Data for processing:
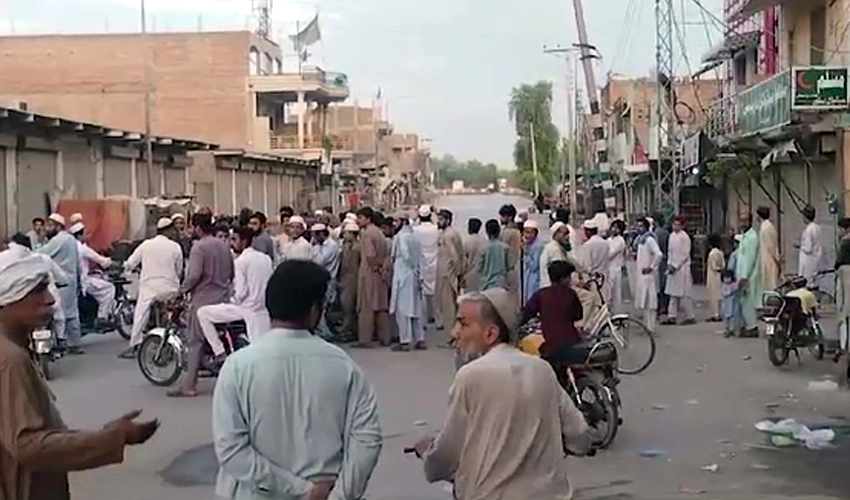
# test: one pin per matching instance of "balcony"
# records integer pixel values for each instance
(316, 84)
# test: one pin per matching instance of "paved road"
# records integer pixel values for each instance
(698, 402)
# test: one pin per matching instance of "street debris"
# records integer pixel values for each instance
(789, 432)
(652, 453)
(823, 385)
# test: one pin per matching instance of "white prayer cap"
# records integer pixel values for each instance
(57, 218)
(20, 274)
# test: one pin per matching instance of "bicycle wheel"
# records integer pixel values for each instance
(635, 345)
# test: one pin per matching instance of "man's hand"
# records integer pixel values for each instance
(423, 445)
(134, 432)
(321, 489)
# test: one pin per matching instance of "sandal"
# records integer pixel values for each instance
(181, 393)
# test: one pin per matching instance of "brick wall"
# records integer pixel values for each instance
(199, 81)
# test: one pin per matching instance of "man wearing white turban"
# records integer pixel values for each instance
(37, 450)
(63, 249)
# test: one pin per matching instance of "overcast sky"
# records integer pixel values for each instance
(445, 67)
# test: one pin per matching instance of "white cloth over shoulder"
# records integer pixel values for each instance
(20, 275)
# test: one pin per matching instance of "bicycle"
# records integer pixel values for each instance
(604, 324)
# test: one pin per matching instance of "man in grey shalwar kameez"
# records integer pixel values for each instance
(209, 276)
(406, 300)
(62, 248)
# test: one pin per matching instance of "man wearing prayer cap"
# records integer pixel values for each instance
(349, 268)
(482, 445)
(37, 450)
(63, 249)
(428, 235)
(299, 245)
(161, 260)
(325, 253)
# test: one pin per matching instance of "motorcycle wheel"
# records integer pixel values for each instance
(599, 407)
(124, 320)
(161, 372)
(818, 351)
(777, 351)
(44, 365)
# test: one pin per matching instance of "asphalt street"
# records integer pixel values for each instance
(695, 408)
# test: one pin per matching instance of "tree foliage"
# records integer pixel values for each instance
(530, 108)
(473, 173)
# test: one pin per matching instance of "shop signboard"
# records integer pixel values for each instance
(819, 88)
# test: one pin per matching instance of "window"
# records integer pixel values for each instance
(254, 62)
(818, 36)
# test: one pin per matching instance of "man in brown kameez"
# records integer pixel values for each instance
(37, 450)
(373, 297)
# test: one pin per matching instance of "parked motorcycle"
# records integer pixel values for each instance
(592, 385)
(790, 315)
(163, 354)
(43, 350)
(120, 319)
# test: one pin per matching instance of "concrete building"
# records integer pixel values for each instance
(629, 111)
(782, 125)
(228, 88)
(46, 158)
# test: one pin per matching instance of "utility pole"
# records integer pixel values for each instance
(571, 129)
(148, 101)
(667, 173)
(534, 159)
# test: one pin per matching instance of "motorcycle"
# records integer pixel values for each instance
(592, 385)
(163, 354)
(120, 319)
(790, 315)
(43, 350)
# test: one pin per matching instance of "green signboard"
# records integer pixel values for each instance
(819, 87)
(765, 106)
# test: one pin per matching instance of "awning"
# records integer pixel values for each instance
(731, 45)
(780, 152)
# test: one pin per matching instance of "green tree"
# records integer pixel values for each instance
(530, 107)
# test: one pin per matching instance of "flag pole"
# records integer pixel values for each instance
(298, 44)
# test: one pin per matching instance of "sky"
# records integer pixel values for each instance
(445, 68)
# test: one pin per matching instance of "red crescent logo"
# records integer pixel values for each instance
(801, 81)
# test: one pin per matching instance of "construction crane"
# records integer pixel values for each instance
(587, 52)
(262, 12)
(666, 176)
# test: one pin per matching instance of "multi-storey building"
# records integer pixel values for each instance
(228, 88)
(780, 127)
(629, 106)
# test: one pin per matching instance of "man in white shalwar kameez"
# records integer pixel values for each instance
(647, 261)
(679, 280)
(811, 248)
(428, 235)
(770, 263)
(508, 418)
(406, 301)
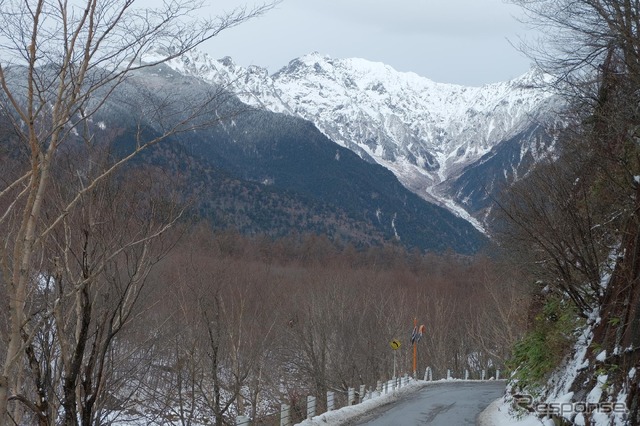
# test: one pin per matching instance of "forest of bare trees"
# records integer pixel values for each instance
(576, 220)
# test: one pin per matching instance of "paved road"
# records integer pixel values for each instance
(438, 404)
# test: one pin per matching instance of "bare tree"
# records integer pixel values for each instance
(62, 62)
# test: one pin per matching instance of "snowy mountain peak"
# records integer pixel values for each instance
(427, 133)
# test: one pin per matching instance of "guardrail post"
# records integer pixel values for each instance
(311, 406)
(428, 374)
(242, 421)
(330, 400)
(285, 416)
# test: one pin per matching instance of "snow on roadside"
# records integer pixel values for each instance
(344, 414)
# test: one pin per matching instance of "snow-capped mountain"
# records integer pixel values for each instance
(428, 134)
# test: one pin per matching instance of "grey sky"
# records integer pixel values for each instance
(449, 41)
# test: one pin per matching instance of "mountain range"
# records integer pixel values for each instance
(452, 145)
(347, 148)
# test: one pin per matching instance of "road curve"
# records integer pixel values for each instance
(437, 404)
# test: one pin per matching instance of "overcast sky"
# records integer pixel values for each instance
(449, 41)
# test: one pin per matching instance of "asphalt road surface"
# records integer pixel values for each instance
(438, 404)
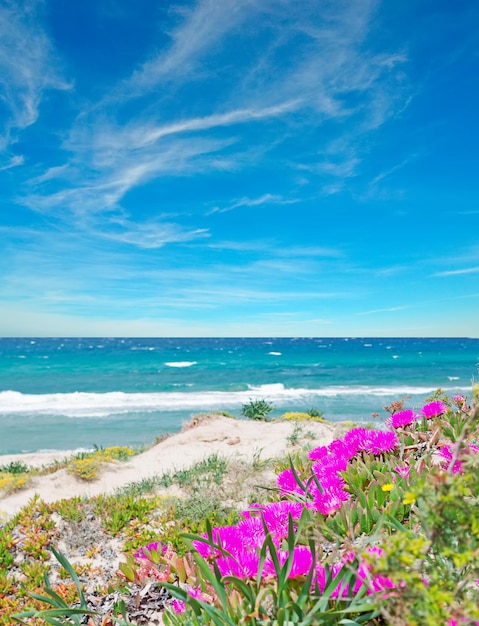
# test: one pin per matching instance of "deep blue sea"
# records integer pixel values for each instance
(64, 394)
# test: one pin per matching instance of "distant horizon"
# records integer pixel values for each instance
(235, 337)
(234, 168)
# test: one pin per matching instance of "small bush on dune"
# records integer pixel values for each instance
(378, 527)
(257, 410)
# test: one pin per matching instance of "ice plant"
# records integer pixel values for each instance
(402, 418)
(433, 409)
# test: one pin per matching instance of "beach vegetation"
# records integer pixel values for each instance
(14, 467)
(302, 416)
(378, 527)
(257, 410)
(11, 482)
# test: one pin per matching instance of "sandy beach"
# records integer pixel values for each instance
(233, 438)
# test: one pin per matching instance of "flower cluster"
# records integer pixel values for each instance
(253, 548)
(327, 489)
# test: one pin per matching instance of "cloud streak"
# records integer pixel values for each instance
(27, 67)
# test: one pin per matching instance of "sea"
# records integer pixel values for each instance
(78, 393)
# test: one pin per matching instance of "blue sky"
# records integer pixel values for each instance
(239, 168)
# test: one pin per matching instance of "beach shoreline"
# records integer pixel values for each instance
(232, 438)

Problem description:
All of the lines above should be retyped precisely, apart from the pictures.

Output of the task:
# test: one pin per matching instance of "balcony"
# records integer pixel values for each instance
(316, 84)
# test: one pin per matching instance of "paved road"
# records integer pixel values for each instance
(698, 402)
# test: one pin per matching instance of "street debris"
# records integer pixel values for each instance
(789, 432)
(652, 453)
(823, 385)
# test: one pin per matching instance of "white prayer cap"
# records integer pixel values for each instance
(57, 218)
(20, 274)
# test: one pin per matching instance of "bicycle wheel"
# records integer pixel values for each instance
(635, 345)
# test: one pin per matching instance of "man's hand"
# records integer pixel values for each instance
(423, 445)
(134, 432)
(321, 489)
# test: one pin per matching instance of "sandal"
# records integer pixel values for each instance
(181, 393)
# test: one pin per matching instance of "brick wall"
# records integer pixel values for each instance
(199, 81)
# test: one pin per matching instance of "man wearing white turban"
# records integer pixel values for each instance
(37, 450)
(63, 249)
# test: one pin per matching instance of "overcast sky"
# records integer pixel values for each instance
(445, 67)
# test: one pin per matching instance of "white cloth over shoulder"
# records integer pixel values for each instance
(20, 275)
# test: one pin per matching instance of "bicycle"
# records integer pixel values for each instance
(604, 324)
# test: one pin per matching instance of "man in grey shalwar kameez"
# records integer pixel values for each instance
(209, 276)
(406, 300)
(62, 248)
# test: one pin per matching instance of "man wearing prayer cap"
# records integer pixel values for each instance
(349, 268)
(482, 445)
(37, 450)
(63, 249)
(428, 235)
(299, 245)
(161, 260)
(325, 253)
# test: one pin per matching instance of "motorcycle wheel"
# records integer pixel values for each instance
(599, 407)
(124, 320)
(161, 372)
(818, 351)
(777, 351)
(44, 365)
# test: one pin per matching instance of "asphalt street"
# records integer pixel values for each instance
(695, 408)
# test: one pin per matching instance of "tree foliage"
# records integer pixel values for each instance
(530, 108)
(473, 173)
# test: one pin per matching instance of "shop signboard"
# records integer pixel values for each instance
(819, 88)
# test: one pin per matching instance of "window"
# records integer pixel values for each instance
(254, 62)
(818, 36)
# test: one pin per matching instance of "man in brown kameez"
# records integer pixel values for each instance
(37, 450)
(373, 297)
# test: one pin per matching instance of "parked motorcycle"
# records integer pixel values for each instance
(592, 385)
(790, 315)
(163, 354)
(43, 350)
(120, 319)
# test: one pin per matching instance of "concrete building"
# records integer pixel values for each instance
(629, 111)
(782, 125)
(228, 88)
(46, 158)
# test: one pin per matching instance of "utility pole"
# records integer pixel values for each instance
(571, 129)
(148, 101)
(667, 173)
(534, 159)
# test: one pin per matching instance of "motorcycle"
# records integer pixel values for each instance
(592, 385)
(163, 354)
(120, 319)
(790, 315)
(43, 350)
# test: one pin per matching instance of "green signboard"
# records integer pixel values for each instance
(819, 87)
(765, 106)
# test: one pin per matching instance of "awning"
# records integer pixel values for each instance
(731, 45)
(780, 152)
# test: one pin per matching instance of "green tree"
# records integer pixel values for each instance
(530, 107)
# test: one pin per matching instance of "flag pole"
# records integer pixel values for each instance
(298, 44)
# test: one pin per matching instance of "sky"
# records integer pixel values for each instance
(445, 68)
# test: one pin per matching instance of "red crescent logo"
# records integer pixel values for each instance
(801, 81)
# test: one pin per matching instance of "construction crane"
# records integer pixel values for each instance
(587, 52)
(262, 12)
(666, 176)
# test: one pin per matching instance of "multi-storey building"
# records integer pixel values for each instance
(228, 88)
(780, 127)
(629, 106)
# test: one pin per matching instance of "man in white shalwar kameez"
# records integer pixel values for each instance
(647, 261)
(679, 280)
(811, 248)
(428, 235)
(770, 263)
(508, 418)
(406, 301)
# test: one pin per matching instance of "forest of bare trees"
# records integer pixel values for each instance
(576, 220)
# test: one pin per matching instance of "paved road"
# records integer pixel values for each instance
(438, 404)
# test: one pin per matching instance of "bare tree"
# records integer pixel values for each instance
(62, 62)
# test: one pin per matching instance of "snowy mountain peak"
# records integer pixel values for each instance
(427, 133)
# test: one pin per matching instance of "guardrail post"
# records integer pixel values for each instance
(311, 406)
(428, 374)
(242, 421)
(330, 400)
(285, 416)
# test: one pin per matching instance of "snow on roadside"
# records integer pixel values for each instance
(344, 414)
# test: one pin per matching instance of "snow-capped mountain"
# records integer pixel values for each instance
(428, 134)
# test: one pin per matching instance of "grey sky"
# records integer pixel values for each instance
(449, 41)
# test: one pin per matching instance of "mountain range"
# records integer pixel values for each instance
(452, 145)
(347, 148)
# test: one pin per matching instance of "road curve"
# records integer pixel values for each instance
(437, 404)
# test: one pin per matching instance of "overcast sky"
# records integer pixel values for each instance
(449, 41)
# test: one pin per matching instance of "asphalt road surface"
# records integer pixel values for each instance
(438, 404)
# test: one pin per matching instance of "deep blue sea"
# records integer pixel values for each instance
(64, 394)
# test: one pin per matching instance of "distant horizon"
# records integer pixel values for each instance
(235, 337)
(234, 168)
# test: one pin per matching instance of "small bush on dune"
# records integer pixel values for each instance
(378, 527)
(257, 410)
# test: one pin per matching instance of "ice plant"
# records integer pixel values for each instance
(402, 418)
(433, 409)
# test: one pin per matching instance of "beach vegetation"
# records integer pixel values for each instance
(14, 467)
(302, 416)
(378, 527)
(257, 410)
(11, 482)
# test: one pin per matching instance of "sandy beach"
# records integer pixel values for each instance
(233, 438)
# test: one pin per matching instance of "flower cluster"
# records integer pixel values for each instance
(253, 548)
(327, 489)
# test: one pin per matching instance of "cloud streak"
# records integer pixel values for each instance
(27, 67)
# test: one pin per matching instance of "sea"
# records integer pixel values for each instance
(78, 393)
# test: one pin per matching instance of "blue sky"
# records integer pixel values for each instance
(239, 168)
# test: one pin per matching instance of "beach shoreline"
# records integer pixel values for each instance
(232, 438)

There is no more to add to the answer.